:: Extracted records ::
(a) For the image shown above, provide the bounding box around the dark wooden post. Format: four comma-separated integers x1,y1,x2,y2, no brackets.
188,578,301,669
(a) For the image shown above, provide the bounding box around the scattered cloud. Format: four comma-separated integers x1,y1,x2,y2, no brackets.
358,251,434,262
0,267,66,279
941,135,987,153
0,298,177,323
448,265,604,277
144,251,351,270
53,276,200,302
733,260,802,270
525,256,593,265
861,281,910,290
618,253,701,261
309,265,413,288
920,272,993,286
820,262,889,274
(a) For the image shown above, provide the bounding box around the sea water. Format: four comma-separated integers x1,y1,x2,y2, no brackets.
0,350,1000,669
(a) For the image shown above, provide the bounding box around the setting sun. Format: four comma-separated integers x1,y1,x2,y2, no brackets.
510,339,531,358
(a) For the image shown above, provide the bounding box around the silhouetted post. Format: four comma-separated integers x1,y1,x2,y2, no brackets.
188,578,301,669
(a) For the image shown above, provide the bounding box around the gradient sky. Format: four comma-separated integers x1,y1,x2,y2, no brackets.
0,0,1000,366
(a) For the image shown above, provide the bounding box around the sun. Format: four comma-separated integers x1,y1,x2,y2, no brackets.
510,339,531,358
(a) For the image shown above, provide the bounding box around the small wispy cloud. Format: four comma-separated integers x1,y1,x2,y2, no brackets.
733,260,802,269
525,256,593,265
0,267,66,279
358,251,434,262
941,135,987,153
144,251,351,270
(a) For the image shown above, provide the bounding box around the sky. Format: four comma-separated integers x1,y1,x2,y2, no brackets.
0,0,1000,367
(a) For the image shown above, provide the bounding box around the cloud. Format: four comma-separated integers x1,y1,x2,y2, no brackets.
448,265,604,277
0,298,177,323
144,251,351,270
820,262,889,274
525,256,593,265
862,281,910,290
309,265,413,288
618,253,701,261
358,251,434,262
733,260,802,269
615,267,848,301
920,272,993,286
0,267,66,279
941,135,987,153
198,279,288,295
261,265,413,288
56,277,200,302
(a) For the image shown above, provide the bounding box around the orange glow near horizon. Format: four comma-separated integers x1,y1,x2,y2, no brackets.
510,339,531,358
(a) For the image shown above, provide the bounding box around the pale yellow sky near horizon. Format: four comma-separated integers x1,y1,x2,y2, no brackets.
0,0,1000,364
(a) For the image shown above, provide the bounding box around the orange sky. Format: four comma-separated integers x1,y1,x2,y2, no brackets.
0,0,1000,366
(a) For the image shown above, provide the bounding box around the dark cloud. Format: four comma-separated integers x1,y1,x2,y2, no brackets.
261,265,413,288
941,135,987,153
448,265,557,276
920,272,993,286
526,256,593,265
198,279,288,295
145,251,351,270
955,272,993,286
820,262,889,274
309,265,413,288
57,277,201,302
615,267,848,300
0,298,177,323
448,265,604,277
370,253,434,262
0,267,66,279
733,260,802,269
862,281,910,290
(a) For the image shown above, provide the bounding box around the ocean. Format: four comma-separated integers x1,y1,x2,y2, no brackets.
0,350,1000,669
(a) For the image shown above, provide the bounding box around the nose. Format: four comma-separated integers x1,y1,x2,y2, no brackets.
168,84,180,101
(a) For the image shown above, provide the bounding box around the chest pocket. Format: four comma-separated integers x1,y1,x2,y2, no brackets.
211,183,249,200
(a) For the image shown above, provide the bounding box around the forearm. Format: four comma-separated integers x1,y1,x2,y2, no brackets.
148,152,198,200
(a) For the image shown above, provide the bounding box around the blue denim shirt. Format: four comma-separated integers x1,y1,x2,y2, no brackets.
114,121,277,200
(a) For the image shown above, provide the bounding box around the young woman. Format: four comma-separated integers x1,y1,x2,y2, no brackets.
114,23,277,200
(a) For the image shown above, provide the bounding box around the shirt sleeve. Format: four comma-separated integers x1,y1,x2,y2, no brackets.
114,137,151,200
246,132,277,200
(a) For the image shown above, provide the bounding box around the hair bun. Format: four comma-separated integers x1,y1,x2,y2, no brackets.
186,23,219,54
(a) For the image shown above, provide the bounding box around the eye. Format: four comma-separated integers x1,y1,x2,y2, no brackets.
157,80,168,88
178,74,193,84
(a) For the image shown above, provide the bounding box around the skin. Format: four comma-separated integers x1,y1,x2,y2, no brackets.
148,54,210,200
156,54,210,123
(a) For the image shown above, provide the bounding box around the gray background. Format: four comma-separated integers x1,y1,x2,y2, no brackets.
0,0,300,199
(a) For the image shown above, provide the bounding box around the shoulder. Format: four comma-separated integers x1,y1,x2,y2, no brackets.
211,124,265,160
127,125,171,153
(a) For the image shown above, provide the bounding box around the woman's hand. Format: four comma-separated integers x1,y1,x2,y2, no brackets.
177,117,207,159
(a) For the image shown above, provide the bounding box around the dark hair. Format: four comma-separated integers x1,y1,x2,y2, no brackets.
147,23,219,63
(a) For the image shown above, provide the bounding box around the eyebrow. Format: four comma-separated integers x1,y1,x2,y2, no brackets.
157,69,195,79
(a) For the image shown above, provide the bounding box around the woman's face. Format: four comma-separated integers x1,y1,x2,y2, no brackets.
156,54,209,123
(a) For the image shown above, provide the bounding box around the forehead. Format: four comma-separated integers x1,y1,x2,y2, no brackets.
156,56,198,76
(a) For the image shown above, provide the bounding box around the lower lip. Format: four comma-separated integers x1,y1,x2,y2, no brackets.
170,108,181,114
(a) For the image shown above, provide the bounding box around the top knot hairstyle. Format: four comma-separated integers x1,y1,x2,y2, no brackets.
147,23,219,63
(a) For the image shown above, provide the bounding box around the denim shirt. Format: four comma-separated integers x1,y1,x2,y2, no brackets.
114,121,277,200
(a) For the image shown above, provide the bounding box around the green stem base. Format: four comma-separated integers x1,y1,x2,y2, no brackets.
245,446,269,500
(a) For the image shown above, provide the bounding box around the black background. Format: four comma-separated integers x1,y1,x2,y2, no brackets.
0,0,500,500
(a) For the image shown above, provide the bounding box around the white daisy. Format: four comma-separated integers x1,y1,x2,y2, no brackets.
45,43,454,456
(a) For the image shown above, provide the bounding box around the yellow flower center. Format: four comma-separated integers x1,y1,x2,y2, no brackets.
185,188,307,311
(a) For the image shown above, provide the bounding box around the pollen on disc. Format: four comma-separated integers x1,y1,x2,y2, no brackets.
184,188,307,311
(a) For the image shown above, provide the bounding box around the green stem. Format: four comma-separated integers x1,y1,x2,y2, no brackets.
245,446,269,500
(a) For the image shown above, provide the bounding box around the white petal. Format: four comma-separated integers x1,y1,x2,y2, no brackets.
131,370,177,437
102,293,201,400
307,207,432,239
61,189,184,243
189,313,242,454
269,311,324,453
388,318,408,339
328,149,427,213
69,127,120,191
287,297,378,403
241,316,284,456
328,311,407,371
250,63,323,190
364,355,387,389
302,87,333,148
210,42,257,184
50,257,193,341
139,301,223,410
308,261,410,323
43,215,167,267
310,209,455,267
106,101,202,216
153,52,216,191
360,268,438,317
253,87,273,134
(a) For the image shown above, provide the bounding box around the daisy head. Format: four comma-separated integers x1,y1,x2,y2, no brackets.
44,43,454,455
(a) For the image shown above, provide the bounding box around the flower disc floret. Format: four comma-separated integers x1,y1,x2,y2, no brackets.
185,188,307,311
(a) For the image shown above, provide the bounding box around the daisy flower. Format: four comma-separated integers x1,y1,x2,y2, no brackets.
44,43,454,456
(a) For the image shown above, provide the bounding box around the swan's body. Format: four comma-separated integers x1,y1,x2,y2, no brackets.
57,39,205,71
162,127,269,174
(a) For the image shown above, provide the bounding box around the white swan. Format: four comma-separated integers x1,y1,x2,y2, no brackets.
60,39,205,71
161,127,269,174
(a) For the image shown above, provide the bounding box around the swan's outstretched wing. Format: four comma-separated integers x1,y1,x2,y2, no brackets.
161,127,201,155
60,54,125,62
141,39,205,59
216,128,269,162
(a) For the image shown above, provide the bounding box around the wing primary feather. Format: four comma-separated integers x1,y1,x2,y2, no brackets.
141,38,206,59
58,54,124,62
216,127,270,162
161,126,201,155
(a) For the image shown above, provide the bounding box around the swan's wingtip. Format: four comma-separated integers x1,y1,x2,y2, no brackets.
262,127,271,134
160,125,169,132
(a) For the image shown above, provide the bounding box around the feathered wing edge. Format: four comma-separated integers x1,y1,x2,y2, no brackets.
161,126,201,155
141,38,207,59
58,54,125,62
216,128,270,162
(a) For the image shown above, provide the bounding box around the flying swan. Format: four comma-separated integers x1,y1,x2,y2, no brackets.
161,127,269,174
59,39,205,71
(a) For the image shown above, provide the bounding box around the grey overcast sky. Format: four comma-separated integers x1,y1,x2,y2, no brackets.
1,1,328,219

:: Required work ::
Count the lines above that contain the word "background", and reply with the number alone.

:: Solution ::
2